Send back exactly the lines from the opening line of the records below through the one with "negative clicks: (178, 56) (29, 81)".

======== Records to use

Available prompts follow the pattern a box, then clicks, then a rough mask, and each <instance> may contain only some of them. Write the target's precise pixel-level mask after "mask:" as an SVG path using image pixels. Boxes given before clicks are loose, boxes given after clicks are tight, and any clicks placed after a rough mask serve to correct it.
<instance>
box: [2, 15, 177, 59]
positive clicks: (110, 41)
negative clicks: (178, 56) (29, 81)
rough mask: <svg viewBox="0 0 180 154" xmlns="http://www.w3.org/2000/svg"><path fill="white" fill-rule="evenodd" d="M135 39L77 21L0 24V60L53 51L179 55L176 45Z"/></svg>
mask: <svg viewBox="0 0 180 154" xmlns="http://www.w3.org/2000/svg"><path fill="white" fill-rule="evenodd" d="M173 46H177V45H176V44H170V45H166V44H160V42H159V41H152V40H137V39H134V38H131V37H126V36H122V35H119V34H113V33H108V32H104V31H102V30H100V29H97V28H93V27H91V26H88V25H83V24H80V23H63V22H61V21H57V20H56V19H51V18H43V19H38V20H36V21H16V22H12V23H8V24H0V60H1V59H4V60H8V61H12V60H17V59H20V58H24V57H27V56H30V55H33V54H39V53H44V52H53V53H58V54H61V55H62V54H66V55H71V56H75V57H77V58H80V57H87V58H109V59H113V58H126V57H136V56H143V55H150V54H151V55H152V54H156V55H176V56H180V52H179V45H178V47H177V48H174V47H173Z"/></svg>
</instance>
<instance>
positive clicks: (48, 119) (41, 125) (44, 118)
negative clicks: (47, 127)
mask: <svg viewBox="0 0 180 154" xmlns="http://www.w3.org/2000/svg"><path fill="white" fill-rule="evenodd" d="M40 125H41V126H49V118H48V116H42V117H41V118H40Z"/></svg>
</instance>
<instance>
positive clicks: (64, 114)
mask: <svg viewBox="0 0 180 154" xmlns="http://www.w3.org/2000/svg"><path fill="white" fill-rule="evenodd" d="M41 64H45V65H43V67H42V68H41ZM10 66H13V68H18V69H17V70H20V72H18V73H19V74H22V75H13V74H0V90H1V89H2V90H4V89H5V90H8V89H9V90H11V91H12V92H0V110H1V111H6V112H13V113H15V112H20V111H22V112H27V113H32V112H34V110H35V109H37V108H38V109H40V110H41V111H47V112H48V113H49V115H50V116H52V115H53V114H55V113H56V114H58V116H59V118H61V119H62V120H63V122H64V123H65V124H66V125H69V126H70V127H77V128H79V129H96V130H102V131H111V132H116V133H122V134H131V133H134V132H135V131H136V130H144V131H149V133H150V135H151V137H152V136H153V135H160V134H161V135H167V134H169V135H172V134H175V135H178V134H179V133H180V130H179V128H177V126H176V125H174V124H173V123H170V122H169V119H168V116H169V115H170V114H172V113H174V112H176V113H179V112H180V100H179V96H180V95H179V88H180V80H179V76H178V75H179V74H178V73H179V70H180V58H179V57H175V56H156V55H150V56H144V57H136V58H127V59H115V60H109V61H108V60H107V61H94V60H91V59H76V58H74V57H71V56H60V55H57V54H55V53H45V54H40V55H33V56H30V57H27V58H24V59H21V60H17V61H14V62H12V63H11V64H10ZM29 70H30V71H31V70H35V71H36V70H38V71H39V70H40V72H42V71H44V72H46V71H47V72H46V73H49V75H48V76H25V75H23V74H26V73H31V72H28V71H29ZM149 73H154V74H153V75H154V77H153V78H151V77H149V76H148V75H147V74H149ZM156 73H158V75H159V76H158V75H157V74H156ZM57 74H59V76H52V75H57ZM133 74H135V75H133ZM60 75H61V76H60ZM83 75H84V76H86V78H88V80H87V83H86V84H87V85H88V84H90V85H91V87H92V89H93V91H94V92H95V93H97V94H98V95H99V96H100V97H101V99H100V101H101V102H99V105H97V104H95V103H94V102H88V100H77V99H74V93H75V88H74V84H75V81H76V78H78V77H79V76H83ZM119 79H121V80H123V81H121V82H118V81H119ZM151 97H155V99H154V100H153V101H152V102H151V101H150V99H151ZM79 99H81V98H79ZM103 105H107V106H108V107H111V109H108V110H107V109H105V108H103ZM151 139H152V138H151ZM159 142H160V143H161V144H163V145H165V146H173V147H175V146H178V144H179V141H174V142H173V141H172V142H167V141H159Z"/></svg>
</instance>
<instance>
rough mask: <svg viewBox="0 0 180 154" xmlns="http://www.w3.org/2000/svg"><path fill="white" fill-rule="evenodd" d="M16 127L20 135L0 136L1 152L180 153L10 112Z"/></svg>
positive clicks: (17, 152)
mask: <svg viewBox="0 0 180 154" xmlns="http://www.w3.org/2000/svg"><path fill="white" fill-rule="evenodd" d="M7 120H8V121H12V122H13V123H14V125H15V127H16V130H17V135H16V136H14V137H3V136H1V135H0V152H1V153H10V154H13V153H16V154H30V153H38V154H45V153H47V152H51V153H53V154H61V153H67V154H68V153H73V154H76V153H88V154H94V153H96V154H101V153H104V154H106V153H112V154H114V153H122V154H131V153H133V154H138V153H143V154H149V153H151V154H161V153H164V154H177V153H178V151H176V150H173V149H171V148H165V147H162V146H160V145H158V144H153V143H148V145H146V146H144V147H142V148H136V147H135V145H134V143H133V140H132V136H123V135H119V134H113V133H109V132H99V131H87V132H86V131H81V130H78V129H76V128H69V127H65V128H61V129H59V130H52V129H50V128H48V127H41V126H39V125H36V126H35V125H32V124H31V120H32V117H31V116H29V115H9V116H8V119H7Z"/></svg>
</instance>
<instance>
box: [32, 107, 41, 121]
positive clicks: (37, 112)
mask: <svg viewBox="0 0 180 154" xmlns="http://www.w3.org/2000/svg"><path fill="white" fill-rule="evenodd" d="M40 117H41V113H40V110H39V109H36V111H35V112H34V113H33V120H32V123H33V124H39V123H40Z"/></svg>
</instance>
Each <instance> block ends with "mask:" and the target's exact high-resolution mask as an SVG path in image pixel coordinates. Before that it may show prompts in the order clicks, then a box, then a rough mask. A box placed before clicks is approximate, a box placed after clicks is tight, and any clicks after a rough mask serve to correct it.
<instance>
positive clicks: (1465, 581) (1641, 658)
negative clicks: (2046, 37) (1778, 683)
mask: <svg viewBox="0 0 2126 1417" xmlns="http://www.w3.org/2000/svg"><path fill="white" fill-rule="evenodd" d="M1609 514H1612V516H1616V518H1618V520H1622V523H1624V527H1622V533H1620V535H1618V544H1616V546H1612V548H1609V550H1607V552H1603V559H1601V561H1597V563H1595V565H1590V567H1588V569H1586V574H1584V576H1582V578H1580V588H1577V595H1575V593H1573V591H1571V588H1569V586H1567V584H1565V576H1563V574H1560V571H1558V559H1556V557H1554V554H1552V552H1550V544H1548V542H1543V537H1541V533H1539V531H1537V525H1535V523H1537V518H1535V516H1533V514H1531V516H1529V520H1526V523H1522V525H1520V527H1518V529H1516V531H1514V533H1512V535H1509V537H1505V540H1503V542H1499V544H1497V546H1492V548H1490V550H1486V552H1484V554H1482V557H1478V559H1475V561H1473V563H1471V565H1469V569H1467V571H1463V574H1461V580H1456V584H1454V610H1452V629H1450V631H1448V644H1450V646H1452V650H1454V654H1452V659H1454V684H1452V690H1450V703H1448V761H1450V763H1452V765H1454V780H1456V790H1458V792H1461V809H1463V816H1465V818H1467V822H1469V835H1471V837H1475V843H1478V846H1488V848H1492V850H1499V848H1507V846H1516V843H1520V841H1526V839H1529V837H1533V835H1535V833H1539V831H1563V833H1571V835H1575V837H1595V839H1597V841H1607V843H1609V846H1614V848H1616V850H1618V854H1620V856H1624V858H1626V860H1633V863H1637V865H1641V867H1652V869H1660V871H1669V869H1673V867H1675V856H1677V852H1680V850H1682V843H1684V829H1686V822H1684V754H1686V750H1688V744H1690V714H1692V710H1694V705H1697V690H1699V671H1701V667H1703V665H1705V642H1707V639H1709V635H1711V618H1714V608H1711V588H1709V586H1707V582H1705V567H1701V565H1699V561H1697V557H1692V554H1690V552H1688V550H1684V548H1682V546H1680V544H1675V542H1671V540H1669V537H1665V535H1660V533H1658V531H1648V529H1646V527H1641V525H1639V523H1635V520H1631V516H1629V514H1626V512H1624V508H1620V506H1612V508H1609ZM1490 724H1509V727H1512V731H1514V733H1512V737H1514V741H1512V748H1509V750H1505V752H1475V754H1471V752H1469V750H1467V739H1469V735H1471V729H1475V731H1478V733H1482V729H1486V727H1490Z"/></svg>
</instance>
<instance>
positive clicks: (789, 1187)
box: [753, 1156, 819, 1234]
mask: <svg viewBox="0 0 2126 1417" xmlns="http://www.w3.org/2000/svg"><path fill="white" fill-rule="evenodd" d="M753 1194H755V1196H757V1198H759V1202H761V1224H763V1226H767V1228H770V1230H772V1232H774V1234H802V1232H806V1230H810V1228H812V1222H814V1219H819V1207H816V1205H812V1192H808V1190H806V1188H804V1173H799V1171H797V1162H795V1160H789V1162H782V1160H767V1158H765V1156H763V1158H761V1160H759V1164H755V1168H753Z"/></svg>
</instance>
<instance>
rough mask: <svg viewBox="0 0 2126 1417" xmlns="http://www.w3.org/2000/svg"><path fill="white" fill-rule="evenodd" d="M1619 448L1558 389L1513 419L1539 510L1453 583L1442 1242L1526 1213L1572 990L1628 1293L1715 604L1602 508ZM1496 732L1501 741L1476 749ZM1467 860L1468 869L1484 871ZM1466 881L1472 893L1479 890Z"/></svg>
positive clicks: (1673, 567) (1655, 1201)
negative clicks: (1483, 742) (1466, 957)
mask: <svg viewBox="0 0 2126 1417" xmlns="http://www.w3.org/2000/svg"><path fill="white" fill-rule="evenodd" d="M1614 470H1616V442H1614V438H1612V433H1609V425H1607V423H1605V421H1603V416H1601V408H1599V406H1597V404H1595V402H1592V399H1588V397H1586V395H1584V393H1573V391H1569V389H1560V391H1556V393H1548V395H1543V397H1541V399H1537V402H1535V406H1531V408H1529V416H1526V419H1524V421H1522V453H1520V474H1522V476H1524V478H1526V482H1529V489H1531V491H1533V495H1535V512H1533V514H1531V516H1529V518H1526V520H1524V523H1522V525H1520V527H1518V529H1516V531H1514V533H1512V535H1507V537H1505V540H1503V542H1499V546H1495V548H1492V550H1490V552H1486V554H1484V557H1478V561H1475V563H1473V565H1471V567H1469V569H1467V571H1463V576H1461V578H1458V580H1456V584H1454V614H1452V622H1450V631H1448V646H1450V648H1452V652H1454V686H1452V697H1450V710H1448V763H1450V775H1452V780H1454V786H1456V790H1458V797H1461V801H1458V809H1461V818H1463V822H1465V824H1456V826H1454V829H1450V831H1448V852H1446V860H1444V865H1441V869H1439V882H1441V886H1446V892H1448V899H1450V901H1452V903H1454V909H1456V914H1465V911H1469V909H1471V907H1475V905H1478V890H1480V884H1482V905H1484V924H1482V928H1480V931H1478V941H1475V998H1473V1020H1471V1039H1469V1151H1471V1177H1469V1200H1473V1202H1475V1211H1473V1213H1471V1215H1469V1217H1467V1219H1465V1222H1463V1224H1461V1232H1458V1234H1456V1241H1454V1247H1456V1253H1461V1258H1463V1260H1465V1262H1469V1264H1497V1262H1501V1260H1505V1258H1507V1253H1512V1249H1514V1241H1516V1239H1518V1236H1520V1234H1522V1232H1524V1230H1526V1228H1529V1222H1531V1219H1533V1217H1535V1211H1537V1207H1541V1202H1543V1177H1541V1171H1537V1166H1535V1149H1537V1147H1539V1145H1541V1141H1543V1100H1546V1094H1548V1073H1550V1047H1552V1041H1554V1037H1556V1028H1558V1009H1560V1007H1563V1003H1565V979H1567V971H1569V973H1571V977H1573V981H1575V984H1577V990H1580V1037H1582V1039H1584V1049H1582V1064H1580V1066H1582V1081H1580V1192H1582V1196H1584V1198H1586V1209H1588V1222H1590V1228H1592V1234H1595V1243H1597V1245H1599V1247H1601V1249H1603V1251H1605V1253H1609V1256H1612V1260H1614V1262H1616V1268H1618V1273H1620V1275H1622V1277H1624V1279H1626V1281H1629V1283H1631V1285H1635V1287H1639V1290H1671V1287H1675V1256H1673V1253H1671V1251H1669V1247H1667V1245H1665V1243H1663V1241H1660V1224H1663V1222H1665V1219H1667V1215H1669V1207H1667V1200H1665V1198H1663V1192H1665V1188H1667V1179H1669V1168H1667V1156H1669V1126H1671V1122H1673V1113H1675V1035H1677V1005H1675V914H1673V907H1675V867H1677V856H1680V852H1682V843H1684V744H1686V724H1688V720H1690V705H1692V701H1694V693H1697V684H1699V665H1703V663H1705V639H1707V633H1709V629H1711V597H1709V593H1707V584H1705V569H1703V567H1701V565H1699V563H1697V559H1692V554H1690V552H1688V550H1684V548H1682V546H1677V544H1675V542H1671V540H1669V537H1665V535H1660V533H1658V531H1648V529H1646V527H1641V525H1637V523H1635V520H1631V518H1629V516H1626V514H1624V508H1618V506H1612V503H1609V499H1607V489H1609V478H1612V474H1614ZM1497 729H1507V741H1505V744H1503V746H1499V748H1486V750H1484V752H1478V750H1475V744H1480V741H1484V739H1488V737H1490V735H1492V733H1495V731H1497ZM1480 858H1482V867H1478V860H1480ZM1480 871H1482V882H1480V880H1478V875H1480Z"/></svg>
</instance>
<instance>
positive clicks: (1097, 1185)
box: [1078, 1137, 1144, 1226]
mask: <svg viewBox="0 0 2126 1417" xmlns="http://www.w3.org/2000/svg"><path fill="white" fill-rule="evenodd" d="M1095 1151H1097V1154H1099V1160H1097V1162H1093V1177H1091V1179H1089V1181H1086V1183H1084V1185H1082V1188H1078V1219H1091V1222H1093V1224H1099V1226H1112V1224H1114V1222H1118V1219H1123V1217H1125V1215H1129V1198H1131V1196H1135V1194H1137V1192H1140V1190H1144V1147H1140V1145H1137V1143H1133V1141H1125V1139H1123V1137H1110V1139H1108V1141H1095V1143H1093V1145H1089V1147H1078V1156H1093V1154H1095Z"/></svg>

================

▸ Exercise answer
Available prompts follow the pattern a box, then clicks, then a rough mask, and each <instance> may contain only some of them. Write the target's precise pixel-level mask after "mask:" as an SVG path using image pixels. Boxes given before clicks are loose, boxes given after clicks are tight, and any clicks placed after a rough mask serve to correct it.
<instance>
box: [2, 15, 177, 59]
positive clicks: (110, 41)
negative clicks: (178, 56) (29, 81)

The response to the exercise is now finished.